--- Data section ---

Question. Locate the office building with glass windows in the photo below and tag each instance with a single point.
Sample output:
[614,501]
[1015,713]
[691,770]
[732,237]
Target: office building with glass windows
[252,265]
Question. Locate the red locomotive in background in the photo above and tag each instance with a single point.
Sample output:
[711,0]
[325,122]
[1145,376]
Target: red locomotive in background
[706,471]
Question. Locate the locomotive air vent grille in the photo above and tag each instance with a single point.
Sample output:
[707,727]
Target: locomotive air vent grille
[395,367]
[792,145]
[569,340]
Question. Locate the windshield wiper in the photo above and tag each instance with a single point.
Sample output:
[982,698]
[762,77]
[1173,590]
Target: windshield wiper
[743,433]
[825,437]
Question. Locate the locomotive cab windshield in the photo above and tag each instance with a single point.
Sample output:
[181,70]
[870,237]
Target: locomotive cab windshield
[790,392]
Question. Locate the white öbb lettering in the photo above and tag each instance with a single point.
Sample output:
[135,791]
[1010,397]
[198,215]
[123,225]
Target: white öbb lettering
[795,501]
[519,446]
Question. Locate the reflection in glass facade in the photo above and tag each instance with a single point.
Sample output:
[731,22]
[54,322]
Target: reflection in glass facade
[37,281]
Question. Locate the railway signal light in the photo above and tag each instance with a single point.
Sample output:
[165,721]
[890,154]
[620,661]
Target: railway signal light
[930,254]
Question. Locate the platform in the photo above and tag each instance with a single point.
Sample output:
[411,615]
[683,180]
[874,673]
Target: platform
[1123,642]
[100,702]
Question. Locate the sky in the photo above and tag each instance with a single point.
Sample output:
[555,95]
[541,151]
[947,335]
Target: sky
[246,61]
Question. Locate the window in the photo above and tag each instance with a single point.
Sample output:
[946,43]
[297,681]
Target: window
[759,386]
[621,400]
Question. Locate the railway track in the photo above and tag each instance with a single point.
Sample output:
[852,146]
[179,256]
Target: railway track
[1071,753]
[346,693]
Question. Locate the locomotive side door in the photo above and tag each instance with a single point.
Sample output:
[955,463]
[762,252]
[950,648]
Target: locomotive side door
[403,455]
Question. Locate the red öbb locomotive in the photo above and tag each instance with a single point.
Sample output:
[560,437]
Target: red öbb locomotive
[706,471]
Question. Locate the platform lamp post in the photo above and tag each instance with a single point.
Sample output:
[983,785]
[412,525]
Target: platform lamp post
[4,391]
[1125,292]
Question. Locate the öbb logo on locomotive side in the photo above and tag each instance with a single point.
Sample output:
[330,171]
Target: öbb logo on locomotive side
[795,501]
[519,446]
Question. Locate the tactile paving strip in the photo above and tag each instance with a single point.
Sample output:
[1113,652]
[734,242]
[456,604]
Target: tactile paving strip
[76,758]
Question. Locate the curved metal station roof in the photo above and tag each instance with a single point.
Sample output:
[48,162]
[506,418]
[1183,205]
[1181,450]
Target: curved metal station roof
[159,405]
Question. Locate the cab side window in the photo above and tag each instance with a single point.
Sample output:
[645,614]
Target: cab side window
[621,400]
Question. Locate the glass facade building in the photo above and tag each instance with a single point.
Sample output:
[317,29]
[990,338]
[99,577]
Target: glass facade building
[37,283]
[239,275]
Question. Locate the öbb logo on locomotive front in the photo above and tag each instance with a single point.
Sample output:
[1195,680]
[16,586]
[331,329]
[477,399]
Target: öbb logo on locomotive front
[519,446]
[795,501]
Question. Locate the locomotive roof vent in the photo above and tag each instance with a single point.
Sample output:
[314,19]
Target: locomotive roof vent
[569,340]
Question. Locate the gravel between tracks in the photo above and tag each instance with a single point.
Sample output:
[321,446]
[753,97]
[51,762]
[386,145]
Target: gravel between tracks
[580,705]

---

● Exercise goal
Every record, start to finish: reproduce it word for word.

● Answer area
Question. Locate the office building with glass windows in the photo below and tag each instance with a single point.
Sample output:
[614,501]
[1015,713]
[691,770]
[732,237]
Target: office building with glass windows
[252,265]
Question. Locate the red locomotive in background in the photo above and tag each instance with a single point.
Sample output:
[711,0]
[325,122]
[1145,376]
Target: red locomotive in background
[706,471]
Question. Locate the locomotive air vent grille in the photo above and tag each instance with a single point.
Sample output:
[707,727]
Target: locomotive air vent grille
[395,367]
[792,145]
[569,340]
Question. Locate the windshield wiper in the photo above and tag each instance with a single point.
Sample output:
[982,698]
[762,77]
[1173,590]
Target: windshield wiper
[743,433]
[825,437]
Question. Locate the locomotive cab windshield in the photo above and tag each instance with a single point.
Sample output:
[181,70]
[870,237]
Target: locomotive cab windshield
[790,392]
Question. Locate the white öbb lettering in the photo above and tag each instance with a single point.
Sample output:
[135,791]
[1010,397]
[198,215]
[123,225]
Target: white öbb lettering
[795,501]
[519,446]
Question. Locate the reflection in glass facade in the photo above and tag each instance with a single point.
Sample output:
[731,22]
[54,322]
Target: reflection in glass facade
[37,281]
Question. Locate the railway signal light in the photo above and tag each instance with a single point.
Sample output:
[165,721]
[890,154]
[620,661]
Target: railway signal light
[930,254]
Question. Locate the platform in the photo above and tag each instance with a single point.
Sample output:
[411,615]
[683,180]
[874,673]
Target: platform
[1123,642]
[100,702]
Question. Locate the sky in the photo above and tag each instance with a single point.
Sample output:
[555,95]
[541,151]
[947,335]
Target: sky
[246,61]
Question. Locate the window in the photo above and tag each instance with a single point.
Sample output:
[946,43]
[297,681]
Target: window
[759,386]
[621,400]
Question. Locate the railway track in the photo above and tag each instance with a single point.
Sample output:
[852,146]
[179,256]
Target: railway track
[1071,753]
[346,693]
Question. Locate the locomotive side door in the photo above and tag each instance with a single point.
Sample output:
[955,463]
[762,252]
[950,648]
Target: locomotive side door
[403,455]
Question. Locate the red öbb locomotive in the photo above and tag each instance with a single point.
Sample output:
[560,437]
Target: red öbb locomotive
[706,471]
Question. Locate the platform lamp post in the photo above and tag each instance with a single point.
Sample output:
[983,785]
[412,525]
Target: platform lamp post
[4,391]
[1125,292]
Question. Locate the öbb logo on locomotive side in the photo above and tag each instance with a single point.
Sample output:
[330,171]
Target: öbb logo on locomotive side
[795,501]
[519,446]
Question. Locate the tactile paving strip in the photo above and tag each instance with a single point.
Sample output:
[1113,652]
[734,242]
[456,604]
Target: tactile paving strip
[76,758]
Question. Locate the curved metal station roof in the photo above and tag each instance with a single point.
Sample output:
[48,162]
[506,418]
[1183,205]
[1181,450]
Target: curved metal station roof
[159,405]
Question. Locate the cab side window in the photo above and tag each instance with a single point.
Sample output:
[645,614]
Target: cab side window
[621,400]
Question. Locate the glass facade building in the photo above and tag each instance with a single point.
Sample output:
[317,29]
[990,338]
[99,577]
Target: glass facade building
[37,283]
[239,275]
Question. Locate the öbb logo on locomotive front in the photo above and tag each instance with a single point.
Sample output:
[1195,680]
[16,586]
[331,329]
[477,399]
Target: öbb logo on locomotive front
[519,446]
[795,501]
Question. Locate the locomotive roof vent in the photo above and tag each instance with a single point.
Sample output:
[314,19]
Target: locomotive roof vent
[569,340]
Question. Locate the gravel between tracks in the photo above and tag each instance with a single point.
Sample output:
[321,446]
[753,97]
[51,762]
[386,145]
Target: gravel between tracks
[580,705]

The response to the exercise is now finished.